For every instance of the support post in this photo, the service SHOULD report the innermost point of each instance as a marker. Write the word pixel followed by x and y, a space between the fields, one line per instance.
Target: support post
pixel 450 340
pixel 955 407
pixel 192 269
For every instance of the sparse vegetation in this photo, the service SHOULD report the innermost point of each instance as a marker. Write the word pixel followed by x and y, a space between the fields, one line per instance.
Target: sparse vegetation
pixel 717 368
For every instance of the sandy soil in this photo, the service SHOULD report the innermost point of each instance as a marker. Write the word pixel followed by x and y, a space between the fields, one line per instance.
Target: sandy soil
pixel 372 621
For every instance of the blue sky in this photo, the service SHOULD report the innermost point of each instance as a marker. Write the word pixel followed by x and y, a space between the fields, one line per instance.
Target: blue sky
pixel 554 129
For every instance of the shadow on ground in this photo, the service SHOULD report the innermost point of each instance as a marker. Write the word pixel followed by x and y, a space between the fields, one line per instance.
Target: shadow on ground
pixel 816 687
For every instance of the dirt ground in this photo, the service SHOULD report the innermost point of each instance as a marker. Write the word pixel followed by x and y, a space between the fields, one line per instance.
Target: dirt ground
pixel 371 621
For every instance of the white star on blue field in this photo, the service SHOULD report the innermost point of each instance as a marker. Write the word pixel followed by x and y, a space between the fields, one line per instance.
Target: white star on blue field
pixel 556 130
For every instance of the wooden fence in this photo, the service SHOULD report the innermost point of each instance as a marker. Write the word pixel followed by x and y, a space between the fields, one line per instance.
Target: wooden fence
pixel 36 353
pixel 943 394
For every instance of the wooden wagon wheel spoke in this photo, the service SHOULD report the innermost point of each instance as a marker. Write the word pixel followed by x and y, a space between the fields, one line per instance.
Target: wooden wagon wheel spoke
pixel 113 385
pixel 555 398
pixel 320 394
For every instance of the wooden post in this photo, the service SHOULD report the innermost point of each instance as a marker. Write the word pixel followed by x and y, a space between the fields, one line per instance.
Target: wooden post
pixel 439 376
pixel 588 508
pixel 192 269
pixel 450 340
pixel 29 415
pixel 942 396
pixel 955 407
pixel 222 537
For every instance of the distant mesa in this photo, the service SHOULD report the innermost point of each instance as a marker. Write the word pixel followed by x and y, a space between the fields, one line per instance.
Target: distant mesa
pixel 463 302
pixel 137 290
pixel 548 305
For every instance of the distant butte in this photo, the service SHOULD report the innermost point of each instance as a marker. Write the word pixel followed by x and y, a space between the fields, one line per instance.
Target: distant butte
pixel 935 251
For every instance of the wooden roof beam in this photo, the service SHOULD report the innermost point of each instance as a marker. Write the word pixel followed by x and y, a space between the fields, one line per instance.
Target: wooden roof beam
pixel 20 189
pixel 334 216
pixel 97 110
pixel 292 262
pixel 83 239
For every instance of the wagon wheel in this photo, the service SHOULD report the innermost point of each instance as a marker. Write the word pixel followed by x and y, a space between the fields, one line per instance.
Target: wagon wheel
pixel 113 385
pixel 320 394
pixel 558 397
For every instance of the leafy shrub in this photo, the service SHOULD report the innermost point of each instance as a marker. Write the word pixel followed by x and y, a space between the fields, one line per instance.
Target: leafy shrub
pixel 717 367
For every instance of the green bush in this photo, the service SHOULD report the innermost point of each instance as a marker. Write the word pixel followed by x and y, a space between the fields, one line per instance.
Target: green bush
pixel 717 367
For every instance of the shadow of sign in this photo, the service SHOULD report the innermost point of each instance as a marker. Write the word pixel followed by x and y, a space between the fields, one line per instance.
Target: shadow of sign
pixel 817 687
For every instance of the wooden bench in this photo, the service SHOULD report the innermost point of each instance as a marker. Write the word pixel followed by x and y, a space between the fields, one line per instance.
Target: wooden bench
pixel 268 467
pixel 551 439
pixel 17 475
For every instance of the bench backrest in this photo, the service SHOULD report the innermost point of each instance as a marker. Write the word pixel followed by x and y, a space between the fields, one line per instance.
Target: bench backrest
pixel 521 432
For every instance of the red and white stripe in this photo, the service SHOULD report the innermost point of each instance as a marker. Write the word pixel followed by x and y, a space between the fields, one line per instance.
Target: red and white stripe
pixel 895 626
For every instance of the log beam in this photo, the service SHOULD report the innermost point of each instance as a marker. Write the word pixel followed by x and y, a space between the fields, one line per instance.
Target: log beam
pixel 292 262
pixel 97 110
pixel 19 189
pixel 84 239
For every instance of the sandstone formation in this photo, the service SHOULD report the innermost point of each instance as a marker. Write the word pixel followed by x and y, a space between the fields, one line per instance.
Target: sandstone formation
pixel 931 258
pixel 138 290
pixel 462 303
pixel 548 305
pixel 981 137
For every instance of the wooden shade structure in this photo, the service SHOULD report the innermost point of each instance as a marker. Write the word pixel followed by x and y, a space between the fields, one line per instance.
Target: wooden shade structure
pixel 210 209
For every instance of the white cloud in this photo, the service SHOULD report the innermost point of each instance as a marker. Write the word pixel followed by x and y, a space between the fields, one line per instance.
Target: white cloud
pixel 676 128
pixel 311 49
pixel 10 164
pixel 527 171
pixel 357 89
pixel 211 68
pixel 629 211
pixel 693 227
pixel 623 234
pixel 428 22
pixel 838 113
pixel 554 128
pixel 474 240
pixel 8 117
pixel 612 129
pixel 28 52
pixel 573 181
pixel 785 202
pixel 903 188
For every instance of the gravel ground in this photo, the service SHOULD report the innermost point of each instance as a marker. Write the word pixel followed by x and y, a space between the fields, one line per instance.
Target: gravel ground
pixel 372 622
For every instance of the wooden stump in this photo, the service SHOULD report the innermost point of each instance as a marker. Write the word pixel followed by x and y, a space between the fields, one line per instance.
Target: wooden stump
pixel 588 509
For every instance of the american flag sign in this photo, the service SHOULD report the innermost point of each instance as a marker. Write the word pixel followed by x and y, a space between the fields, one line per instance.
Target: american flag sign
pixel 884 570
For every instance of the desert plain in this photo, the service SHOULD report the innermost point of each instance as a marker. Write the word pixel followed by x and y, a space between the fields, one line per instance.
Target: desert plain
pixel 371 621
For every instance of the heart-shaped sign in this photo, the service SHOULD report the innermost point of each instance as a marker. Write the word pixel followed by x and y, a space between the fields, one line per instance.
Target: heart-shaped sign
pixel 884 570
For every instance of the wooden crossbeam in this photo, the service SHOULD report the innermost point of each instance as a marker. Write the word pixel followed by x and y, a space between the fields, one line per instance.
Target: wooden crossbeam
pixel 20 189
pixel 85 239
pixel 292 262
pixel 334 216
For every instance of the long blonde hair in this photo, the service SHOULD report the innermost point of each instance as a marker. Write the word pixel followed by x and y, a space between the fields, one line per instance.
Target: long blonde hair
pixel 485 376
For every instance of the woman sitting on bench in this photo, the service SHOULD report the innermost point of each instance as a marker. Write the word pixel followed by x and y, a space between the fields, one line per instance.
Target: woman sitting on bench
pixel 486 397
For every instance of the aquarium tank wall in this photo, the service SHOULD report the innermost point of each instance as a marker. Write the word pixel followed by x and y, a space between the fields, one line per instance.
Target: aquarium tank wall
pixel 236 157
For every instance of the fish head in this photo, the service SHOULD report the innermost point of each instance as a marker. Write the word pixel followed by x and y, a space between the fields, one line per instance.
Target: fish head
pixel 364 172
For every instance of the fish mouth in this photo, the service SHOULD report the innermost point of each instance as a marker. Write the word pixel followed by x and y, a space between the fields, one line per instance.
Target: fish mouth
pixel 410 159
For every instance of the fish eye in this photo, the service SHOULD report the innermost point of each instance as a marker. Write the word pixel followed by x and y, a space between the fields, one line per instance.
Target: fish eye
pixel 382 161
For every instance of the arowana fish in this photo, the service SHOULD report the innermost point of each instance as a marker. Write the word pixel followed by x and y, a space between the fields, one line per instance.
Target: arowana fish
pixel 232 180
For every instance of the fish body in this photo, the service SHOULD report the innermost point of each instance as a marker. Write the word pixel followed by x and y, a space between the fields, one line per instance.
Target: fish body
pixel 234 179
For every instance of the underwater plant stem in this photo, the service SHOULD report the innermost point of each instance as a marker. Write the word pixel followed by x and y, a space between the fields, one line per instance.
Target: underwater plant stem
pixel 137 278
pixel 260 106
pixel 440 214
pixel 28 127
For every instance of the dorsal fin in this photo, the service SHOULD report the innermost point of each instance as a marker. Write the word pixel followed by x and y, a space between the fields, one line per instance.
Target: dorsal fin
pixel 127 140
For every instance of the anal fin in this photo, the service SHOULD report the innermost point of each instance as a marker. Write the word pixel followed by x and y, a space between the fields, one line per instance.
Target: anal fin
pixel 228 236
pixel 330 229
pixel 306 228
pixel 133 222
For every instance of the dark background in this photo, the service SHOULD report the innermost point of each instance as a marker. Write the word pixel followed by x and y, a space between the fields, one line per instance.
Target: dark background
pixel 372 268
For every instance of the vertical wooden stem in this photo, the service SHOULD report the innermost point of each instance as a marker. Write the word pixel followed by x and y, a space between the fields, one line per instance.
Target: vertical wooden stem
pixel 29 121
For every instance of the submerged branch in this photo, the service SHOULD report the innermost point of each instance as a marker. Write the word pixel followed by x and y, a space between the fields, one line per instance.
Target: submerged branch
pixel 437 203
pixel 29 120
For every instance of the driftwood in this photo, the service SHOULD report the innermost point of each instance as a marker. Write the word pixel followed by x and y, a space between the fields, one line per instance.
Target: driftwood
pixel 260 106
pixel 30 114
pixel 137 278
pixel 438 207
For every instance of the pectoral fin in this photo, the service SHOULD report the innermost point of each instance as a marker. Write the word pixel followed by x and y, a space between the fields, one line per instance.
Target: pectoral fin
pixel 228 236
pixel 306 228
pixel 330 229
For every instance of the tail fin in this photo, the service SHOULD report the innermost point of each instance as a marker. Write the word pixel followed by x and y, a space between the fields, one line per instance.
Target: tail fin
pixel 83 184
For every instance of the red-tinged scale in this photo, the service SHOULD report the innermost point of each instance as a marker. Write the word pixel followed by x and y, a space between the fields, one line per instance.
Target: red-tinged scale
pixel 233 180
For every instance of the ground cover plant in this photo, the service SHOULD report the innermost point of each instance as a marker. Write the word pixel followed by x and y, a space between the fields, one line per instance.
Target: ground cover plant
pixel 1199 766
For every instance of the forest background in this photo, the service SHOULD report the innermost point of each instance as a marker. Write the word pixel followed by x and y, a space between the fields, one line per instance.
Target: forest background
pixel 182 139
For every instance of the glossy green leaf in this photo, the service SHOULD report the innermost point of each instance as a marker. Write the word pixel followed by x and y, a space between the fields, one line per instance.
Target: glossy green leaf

##########

_Activity_. Filter the entries and keep only the lines holding "glossy".

_The completed task_.
For every instance of the glossy green leaf in this photo, the service SHOULD report the innermost point of each instance as a marker. Write the word pixel followed by x and y, a space between the fields, one line per instance.
Target: glossy green leaf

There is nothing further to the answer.